» **What you will do**
In the records below, which lines include "building"? Copy them.

[[ Data listing, beginning ]]

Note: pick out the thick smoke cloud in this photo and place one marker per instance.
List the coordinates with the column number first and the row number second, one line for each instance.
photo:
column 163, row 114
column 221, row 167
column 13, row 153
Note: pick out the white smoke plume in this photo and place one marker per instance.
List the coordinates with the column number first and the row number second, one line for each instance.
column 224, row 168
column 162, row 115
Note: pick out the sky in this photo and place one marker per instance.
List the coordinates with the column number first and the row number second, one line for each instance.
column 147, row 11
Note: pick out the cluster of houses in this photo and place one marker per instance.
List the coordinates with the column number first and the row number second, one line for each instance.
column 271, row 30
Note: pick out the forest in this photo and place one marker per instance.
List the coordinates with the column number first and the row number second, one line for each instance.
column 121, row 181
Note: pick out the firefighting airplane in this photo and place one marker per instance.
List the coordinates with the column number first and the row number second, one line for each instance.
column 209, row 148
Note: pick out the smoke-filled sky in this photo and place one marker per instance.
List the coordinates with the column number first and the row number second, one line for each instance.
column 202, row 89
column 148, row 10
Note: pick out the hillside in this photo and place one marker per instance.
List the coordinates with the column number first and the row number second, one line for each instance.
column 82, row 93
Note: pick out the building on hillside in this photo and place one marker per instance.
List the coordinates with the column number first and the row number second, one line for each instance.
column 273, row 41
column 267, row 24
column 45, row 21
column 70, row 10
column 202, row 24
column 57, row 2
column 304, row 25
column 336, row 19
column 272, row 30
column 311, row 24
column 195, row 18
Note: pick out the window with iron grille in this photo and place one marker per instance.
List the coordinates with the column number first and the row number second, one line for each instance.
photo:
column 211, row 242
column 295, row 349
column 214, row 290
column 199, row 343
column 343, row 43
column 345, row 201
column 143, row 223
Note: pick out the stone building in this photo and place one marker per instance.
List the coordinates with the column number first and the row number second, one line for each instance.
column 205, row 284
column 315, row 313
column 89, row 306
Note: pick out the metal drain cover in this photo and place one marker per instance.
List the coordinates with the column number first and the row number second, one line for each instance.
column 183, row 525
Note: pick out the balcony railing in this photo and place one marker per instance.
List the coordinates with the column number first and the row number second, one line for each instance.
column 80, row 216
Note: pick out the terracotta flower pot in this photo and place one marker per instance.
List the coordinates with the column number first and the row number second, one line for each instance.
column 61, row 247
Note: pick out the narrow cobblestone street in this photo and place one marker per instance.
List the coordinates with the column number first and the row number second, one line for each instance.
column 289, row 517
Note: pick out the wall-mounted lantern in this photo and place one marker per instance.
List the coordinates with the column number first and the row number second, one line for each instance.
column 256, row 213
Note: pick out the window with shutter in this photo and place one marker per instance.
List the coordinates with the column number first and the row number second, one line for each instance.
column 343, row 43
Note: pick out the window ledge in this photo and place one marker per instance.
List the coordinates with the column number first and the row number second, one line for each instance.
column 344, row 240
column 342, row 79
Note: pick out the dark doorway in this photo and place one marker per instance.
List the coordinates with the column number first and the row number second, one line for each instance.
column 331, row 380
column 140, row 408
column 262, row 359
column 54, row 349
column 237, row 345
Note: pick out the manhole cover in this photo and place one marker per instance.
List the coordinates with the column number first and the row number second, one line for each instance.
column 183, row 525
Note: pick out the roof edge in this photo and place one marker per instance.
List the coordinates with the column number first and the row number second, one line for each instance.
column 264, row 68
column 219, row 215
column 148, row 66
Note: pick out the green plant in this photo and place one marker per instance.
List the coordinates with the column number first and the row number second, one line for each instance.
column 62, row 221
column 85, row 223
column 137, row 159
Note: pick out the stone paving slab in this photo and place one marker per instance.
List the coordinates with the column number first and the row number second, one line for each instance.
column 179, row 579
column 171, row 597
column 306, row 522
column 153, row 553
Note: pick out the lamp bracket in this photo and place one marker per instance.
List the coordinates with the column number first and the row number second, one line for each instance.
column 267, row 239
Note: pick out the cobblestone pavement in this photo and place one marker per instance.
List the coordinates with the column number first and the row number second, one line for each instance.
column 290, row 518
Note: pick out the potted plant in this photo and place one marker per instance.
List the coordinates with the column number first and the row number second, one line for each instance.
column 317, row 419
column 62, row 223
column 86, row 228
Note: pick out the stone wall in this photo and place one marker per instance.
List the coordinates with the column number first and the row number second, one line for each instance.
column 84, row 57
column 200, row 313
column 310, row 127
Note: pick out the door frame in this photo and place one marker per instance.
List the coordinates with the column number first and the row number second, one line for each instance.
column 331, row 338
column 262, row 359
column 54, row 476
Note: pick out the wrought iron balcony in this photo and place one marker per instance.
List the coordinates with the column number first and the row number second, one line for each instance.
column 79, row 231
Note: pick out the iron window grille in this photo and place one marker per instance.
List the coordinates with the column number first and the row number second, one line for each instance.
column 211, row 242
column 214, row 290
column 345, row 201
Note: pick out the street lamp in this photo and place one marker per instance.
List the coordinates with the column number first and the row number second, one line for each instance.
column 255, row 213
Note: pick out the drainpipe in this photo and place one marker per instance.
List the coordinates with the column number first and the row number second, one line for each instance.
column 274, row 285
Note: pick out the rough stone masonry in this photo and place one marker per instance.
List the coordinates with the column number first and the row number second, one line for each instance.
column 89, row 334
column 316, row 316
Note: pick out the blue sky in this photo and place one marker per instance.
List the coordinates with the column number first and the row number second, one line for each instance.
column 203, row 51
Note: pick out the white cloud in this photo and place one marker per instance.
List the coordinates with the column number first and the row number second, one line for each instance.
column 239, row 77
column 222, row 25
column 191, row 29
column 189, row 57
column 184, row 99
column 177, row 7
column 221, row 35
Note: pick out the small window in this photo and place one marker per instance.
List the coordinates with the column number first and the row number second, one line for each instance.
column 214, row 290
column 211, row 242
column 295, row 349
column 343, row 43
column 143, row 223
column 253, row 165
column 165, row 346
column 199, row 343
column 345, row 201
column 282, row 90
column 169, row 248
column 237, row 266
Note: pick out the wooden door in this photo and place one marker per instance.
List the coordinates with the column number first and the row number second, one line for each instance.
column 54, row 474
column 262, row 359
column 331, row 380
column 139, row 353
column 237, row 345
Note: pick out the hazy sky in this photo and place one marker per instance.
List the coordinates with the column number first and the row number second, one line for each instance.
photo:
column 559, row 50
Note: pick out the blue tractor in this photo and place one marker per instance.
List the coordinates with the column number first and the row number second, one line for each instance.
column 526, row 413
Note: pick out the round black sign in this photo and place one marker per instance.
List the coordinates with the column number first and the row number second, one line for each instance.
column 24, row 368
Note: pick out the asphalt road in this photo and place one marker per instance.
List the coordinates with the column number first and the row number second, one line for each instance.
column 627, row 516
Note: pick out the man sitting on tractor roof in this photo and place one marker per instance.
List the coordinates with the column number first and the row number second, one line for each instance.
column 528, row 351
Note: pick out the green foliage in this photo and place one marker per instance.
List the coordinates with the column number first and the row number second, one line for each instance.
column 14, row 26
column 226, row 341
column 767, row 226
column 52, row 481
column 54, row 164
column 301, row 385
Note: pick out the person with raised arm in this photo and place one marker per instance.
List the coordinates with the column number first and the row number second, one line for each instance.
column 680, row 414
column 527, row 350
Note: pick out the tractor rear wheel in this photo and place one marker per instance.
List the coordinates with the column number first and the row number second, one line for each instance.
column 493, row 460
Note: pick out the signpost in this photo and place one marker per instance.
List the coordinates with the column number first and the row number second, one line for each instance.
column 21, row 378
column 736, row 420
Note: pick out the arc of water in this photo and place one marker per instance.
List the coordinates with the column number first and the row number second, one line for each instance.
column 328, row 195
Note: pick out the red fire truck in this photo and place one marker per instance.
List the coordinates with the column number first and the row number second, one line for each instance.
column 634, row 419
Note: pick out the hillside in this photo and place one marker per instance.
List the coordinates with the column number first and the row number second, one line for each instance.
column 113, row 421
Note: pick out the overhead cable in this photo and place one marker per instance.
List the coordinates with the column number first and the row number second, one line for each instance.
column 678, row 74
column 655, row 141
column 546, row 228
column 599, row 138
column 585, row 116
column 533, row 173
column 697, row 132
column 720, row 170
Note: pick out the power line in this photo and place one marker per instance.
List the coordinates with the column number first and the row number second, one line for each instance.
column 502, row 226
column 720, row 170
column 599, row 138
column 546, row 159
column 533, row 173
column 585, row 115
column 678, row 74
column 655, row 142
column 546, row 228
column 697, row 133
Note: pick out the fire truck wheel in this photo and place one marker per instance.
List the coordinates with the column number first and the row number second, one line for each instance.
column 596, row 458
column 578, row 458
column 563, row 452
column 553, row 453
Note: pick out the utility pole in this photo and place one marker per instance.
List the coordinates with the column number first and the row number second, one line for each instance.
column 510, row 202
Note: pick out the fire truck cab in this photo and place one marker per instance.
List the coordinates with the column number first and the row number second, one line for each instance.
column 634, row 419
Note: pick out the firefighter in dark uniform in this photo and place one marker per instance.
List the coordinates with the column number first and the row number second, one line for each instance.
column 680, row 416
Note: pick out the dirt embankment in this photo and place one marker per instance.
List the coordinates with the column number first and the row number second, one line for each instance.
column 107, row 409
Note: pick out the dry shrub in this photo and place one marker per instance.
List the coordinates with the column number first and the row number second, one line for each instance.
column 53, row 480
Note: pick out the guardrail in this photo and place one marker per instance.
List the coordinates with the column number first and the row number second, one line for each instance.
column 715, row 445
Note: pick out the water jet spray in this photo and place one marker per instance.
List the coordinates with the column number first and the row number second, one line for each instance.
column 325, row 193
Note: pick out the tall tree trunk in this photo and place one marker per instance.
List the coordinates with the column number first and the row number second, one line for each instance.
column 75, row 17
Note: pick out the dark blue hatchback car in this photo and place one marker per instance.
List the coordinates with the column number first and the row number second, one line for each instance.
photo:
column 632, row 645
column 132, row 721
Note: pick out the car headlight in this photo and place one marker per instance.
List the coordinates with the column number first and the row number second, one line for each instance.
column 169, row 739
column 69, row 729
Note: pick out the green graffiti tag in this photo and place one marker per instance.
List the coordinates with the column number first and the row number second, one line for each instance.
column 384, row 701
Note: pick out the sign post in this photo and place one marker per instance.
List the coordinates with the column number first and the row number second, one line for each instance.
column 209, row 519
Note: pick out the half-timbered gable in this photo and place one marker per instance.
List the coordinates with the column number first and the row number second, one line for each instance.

[[ Data listing, end ]]

» **Task output**
Note: pick out the building on hillside in this photo and place one marker per instance.
Note: pick out the stone building in this photo and place one marker per instance.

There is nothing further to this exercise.